## DATA EXTRACTS:
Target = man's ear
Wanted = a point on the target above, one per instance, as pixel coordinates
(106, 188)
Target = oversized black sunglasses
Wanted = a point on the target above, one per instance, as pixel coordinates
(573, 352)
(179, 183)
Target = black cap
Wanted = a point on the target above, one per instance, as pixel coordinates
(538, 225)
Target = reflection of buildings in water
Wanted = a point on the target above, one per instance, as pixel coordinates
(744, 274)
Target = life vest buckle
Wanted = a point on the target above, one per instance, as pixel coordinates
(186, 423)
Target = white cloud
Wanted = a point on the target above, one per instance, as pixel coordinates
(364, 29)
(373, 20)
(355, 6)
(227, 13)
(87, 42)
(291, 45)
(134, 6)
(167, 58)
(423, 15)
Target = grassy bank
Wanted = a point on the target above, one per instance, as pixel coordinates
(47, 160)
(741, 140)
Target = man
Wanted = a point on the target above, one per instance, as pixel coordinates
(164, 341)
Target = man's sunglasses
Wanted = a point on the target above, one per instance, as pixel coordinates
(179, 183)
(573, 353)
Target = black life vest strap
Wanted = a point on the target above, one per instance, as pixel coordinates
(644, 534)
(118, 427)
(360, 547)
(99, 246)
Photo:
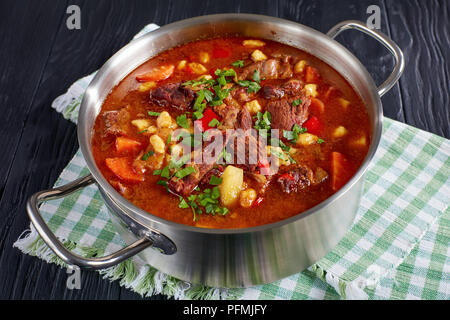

## TASK DETAILS:
Using the entries above, return exactly the lines from the line with "Target = life vest buckle" to the line with "Target = man's sunglasses", counting both of those lines.

## ANSWER AREA:
Target = life vest buckle
Wanted = a point on the target above, one per instance, as pixel coordinates
(186, 423)
Target = white cloud
Wanted = a point on the target above, one per instance, as pixel coordinates
(364, 29)
(373, 20)
(355, 6)
(227, 13)
(87, 42)
(291, 45)
(134, 6)
(167, 58)
(423, 15)
Target = grassy bank
Wanted = a point on the target above, one per instance, as pixel coordinates
(47, 160)
(741, 140)
Target = man
Wanted = a point on the target above, one per instance, as pixel coordinates
(164, 341)
Target = man's sunglasses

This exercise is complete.